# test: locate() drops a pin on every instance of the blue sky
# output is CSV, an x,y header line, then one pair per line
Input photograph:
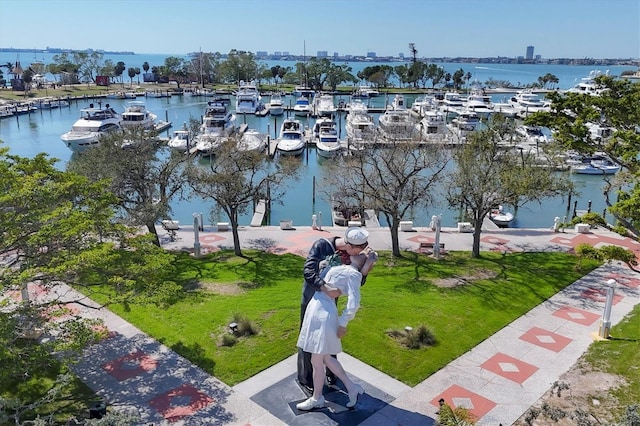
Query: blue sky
x,y
476,28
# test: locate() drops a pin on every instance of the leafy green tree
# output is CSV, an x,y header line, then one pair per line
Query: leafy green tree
x,y
88,64
239,66
237,179
617,108
487,175
119,70
173,69
145,175
393,179
132,73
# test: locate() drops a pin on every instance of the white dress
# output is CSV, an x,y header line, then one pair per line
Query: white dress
x,y
319,331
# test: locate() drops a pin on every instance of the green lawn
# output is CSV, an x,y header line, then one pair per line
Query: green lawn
x,y
266,288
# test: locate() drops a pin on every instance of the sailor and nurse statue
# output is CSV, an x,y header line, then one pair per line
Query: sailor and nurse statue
x,y
334,267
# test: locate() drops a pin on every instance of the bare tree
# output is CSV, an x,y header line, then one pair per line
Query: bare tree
x,y
143,172
392,178
487,174
236,179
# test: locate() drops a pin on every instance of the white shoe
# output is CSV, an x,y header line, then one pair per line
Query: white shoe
x,y
311,403
353,395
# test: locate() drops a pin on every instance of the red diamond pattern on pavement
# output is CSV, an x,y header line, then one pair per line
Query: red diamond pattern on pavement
x,y
129,366
546,339
210,238
565,241
600,295
421,238
576,315
456,396
490,239
180,402
509,367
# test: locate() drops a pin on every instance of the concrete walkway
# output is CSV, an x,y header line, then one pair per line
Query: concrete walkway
x,y
497,381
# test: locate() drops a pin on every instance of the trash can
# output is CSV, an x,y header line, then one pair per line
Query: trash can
x,y
97,410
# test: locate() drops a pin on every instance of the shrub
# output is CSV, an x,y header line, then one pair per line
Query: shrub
x,y
593,219
587,251
228,339
459,416
245,326
413,338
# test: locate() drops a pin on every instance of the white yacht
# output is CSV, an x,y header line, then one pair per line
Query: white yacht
x,y
325,135
248,99
291,137
452,103
479,102
252,140
276,105
324,106
397,123
218,123
136,115
92,124
527,102
587,85
433,124
303,107
359,124
179,140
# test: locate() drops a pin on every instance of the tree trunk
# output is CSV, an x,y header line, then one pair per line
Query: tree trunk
x,y
477,231
395,245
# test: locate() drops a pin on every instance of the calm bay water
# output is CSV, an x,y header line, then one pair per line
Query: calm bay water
x,y
40,131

**DIRECTIONS:** Every line above should be copied exactly; do not carry over the pictures.

**RESULT BELOW:**
# test: locate() drops a pin on every instance of the blue sky
# output is CSV, an x,y header line, then one pair per line
Input photograph:
Query: blue sky
x,y
476,28
# test: locate() drops a pin on every instance of the leafy green tree
# output is CSV, an x,y header line, then one pair per line
Query: leafy green tree
x,y
88,64
239,66
237,179
617,108
487,175
119,70
173,69
145,175
393,179
132,73
# test: locate() drops a pin on every instance of the white dress
# output is CSV, an x,y header line, then one pair per line
Query: white dress
x,y
319,331
# test: locate() drops a pin on every instance of the green lawn
# output is CSV, an x,y header line, then one pair per line
Query: green lawn
x,y
266,288
# test: locate() drops a pin on every instance of the sailor and nurse statue
# output is CSV, an x,y header line, then one pair per line
Query: sailor and nurse statue
x,y
334,267
# test: locate() drops a pin on every instance of the bare tree
# output is CSV, an x,y header line, then one pair per line
Query: bare tree
x,y
143,172
392,178
487,174
236,179
# test: locate() drops a pin on every instance of the white shoe
# output is CSV, an x,y header line, then one pair per line
Query: white shoe
x,y
311,403
353,395
# test: locate() drops a pin on every instance of the red diamond pattern on pavement
# output is CSV, an x,y header line, then one pair per line
Query: red diamond pattern on pavement
x,y
129,366
546,339
210,238
565,241
600,295
421,238
576,315
456,396
490,239
180,402
509,367
# test: locate() drops a pin on every instance of the concrete walkway
# output is CSV, an x,y header line, then one pair per line
Query: concrete walkway
x,y
497,381
# test: locate() drops a pin on every instance of the trash can
# output is CSV, an x,y header line, then one pair per line
Query: trash can
x,y
97,410
# test: locate() drops a pin on every instance of the shrub
# output is CSV, an x,y header line, then one pair per line
Query: shrub
x,y
593,219
587,251
228,339
459,416
245,326
413,338
# test: locate() drops a pin on every instance of the white yacht
# output is CSV, an x,y header line, then one pair per line
Query: white yacht
x,y
325,135
248,99
291,137
452,103
479,102
252,140
276,105
324,106
397,123
218,123
136,115
92,124
527,102
587,85
433,124
303,107
359,124
179,140
# test: locate() drops a pin on every instance of the tree trunk
# output is CSV, an x,y header line, then one pair per line
Query: tree trunk
x,y
477,231
395,245
# test: locate() drops a pin on every instance of the calm bay water
# output is CSV, an x,y header line, then one pair per line
Query: calm bay water
x,y
40,131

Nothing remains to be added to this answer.